* [What the task requires]:
Set out every line of the listing below as a Markdown table with the columns "Row" and "Line", numbering the rows and skipping blank lines. Leave the pictures out of your table.
### Data for processing ###
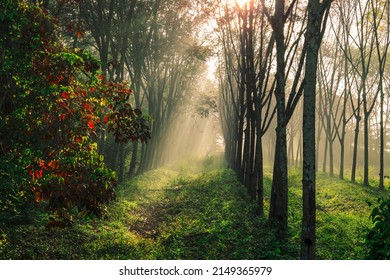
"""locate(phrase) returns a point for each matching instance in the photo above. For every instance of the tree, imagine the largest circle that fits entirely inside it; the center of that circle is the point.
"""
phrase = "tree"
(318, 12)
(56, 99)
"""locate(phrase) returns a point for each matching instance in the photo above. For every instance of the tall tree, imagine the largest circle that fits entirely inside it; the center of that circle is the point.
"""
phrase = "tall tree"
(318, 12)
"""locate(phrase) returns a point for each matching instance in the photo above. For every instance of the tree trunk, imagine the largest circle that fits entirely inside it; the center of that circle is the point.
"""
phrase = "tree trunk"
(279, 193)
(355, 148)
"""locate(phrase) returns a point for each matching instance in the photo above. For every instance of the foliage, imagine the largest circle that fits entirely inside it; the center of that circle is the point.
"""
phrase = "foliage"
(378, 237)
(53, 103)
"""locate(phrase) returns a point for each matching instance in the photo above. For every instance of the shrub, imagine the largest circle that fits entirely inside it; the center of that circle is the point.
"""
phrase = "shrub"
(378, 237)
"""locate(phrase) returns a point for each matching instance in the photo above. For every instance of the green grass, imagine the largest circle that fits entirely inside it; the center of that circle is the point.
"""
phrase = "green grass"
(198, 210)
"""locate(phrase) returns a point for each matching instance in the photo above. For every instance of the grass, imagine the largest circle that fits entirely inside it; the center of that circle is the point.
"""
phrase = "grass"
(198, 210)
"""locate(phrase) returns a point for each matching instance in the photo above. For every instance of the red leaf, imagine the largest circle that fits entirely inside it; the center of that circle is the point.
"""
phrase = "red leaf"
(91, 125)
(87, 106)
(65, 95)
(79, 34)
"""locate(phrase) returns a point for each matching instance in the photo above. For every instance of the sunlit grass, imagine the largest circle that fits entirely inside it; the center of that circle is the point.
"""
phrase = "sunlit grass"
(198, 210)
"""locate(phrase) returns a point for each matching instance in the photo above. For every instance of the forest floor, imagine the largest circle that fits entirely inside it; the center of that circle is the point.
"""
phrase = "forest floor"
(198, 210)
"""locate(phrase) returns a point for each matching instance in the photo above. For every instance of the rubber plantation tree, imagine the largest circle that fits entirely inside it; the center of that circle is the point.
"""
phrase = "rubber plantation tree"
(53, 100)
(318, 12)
###
* [Reply]:
| Row | Line |
|---|---|
| 1 | """locate(phrase) returns a point for each matching instance in the photo above. For every instance of the tree, imagine the largest circle that fits entirely inside it; the center of that circle is the point. |
| 2 | """ |
| 3 | phrase = "tree" |
| 4 | (318, 12) |
| 5 | (56, 99) |
| 6 | """locate(phrase) returns a point for each matching instance in the photo above. For every instance of the tall tree, imagine the largest circle that fits entirely inside it; the center of that circle is the point. |
| 7 | """ |
| 8 | phrase = "tall tree" |
| 9 | (318, 12) |
| 10 | """locate(phrase) returns a point for each matching instance in the photo above. For every instance of the tree trunk, imagine the largest circle that fits entirely inside it; the center of that circle is the point. |
| 11 | """ |
| 12 | phrase = "tree trunk" |
| 13 | (279, 193) |
| 14 | (355, 148) |
| 15 | """locate(phrase) returns a point for each matching instance in the photo above. For every instance of the foliage, imagine the largest circle that fits entirely inside it; the center of that circle is the point. |
| 16 | """ |
| 17 | phrase = "foliage" |
| 18 | (378, 237) |
| 19 | (53, 103) |
| 20 | """locate(phrase) returns a point for each matching instance in the photo above. For every instance of the shrub, imagine the largest circle that fits entirely inside it; the center of that circle is the point. |
| 21 | """ |
| 22 | phrase = "shrub" |
| 23 | (378, 237) |
| 24 | """locate(phrase) returns a point for each matching instance in the photo above. For every instance of the green grass, imagine the largest circle that fits entirely inside it; the center of that circle is the point. |
| 25 | """ |
| 26 | phrase = "green grass" |
| 27 | (198, 210) |
| 28 | """locate(phrase) returns a point for each matching instance in the photo above. For every instance of the grass, imagine the largest circle that fits entirely inside it; the center of that circle is the point. |
| 29 | """ |
| 30 | phrase = "grass" |
| 31 | (198, 210) |
| 32 | """locate(phrase) returns a point for each matching instance in the photo above. For every instance of the red leaf, imagine the largest circle that fits entirely inside it; the center of that circle is the point. |
| 33 | """ |
| 34 | phrase = "red leaf" |
| 35 | (91, 125) |
| 36 | (87, 106) |
| 37 | (65, 95) |
| 38 | (79, 34) |
| 39 | """locate(phrase) returns a point for each matching instance in the photo above. For every instance of the sunlit grass, imagine the largest circle that fits entirely inside it; the center of that circle is the point. |
| 40 | """ |
| 41 | phrase = "sunlit grass" |
| 42 | (198, 210) |
| 43 | """locate(phrase) returns a point for each matching instance in the photo above. For every instance of the forest floor, imagine the largest circle that fits entirely inside it; the center of that circle is the point. |
| 44 | """ |
| 45 | phrase = "forest floor" |
| 46 | (198, 210) |
| 47 | """locate(phrase) returns a point for each matching instance in the photo above. For every instance of the rubber plantation tree, imagine the largest circle that fits entirely inside it; the center of that circle is the point. |
| 48 | """ |
| 49 | phrase = "rubber plantation tree" |
| 50 | (53, 100) |
| 51 | (318, 12) |